Work to complete -
1. In the movie review, what Rotten Tomatoes score do elite critics give the film?
2. List the freedoms that the movie review names after "For freedom."

But none of this matters.

It doesn’t matter because the movie magestically delivers on its intent: to educate Americans about the conditions that provoked the great American experiment and about our first president himself. The beauty of the film is that it doesn’t complicate this storyline. There’s nothing woke about it. It’s refreshingly simple. Because the concept was. All are created equal. And we have a right to freedom.
Washington is shown as a young fatherless man with only tenant farming in his future, mired in the limits placed on him by the archaic British rules that favored aristocracy and the circumstances of birth. In that merit-rejecting society, there is no way to get ahead.
In a modern world where we’re constantly being told to view the Founders pessimistically, this was an important reminder of what they were fighting against and for: a system where all are created equal, and where no one is prevented a chance at the American dream just because of caste. For freedom. Of religion, speech, assembly, the press…

Yes, the movie doesn’t deeply explore the horrors of slavery, but that’s because it’s focused on excavating Washington’s military growth. However, although imperfectly realized even by Washington himself in the country’s earliest years, as he and his family owned slaves, the American framework that the Founders created has thankfully expanded throughout history to include all. It was a beautiful experiment – to create a Constitutional framework that champions freedom and a system where all can get ahead through hard work – and it has thankfully been more fully realized over time.

Not surprisingly, there is a wide gap on Rotten Tomatoes between elite critics and audiences. The former score it 58%, the latter 93%. This continues my belief that national critics are too often judging movies through an ideological lens. This is not a pessimistic view of America. Perhaps they have one.

Failure Makes Success

Thematically, the movie argues that even a great failure is sometimes necessary for great success. We are shown Washington suffering a great military defeat, launching the French and Indian War (which was really the British Crown vs. the French Crown with different tribes taking up different sides in a fight for the Ohio frontier.) Yet, he throws off the yoke of failure by learning the limits of conventional warfare (head for the trees not lined up in open field! And those red coats make one quite an easy target.) One can see how his strategic defeat early on planted the seeds that grew into the knowledge needed to defeat the British on the Revolutionary War battlefield that was to come (but not in this movie; I hope they make a sequel.)

The movie is spiritual, not overtly religious.

Washington dashes into an impossible battlefield and all bullets miss him. This provoked an indigenous leader to marvel that he had told all of his warriors to shoot at Washington; that none hit strikes the leader as divine protection.

Data -
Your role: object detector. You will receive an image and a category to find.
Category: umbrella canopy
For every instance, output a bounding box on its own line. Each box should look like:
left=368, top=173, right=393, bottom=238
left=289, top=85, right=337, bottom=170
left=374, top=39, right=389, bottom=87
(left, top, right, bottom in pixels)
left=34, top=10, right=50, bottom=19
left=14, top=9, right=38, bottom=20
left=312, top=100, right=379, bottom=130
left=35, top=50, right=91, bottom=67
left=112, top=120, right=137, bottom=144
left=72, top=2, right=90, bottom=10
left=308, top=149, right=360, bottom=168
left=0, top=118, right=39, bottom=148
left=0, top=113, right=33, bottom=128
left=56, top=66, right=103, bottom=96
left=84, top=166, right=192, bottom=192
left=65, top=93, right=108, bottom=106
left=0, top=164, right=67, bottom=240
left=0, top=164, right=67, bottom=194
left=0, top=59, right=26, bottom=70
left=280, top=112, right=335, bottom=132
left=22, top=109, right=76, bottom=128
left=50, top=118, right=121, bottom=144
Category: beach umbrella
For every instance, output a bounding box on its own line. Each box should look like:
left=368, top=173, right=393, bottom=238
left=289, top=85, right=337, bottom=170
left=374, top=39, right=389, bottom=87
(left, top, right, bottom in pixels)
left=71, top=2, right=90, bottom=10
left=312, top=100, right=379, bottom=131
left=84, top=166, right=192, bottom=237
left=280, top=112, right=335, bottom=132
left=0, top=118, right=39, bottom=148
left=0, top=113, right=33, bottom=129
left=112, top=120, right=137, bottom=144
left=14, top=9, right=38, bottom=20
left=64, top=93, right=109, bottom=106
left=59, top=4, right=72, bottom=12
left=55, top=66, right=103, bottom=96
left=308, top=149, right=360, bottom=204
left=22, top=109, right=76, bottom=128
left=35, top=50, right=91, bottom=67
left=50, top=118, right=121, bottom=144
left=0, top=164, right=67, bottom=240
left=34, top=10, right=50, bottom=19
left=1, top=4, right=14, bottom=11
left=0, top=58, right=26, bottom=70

Solutions to the exercise -
1. 58%

2. Religion, speech, assembly, the press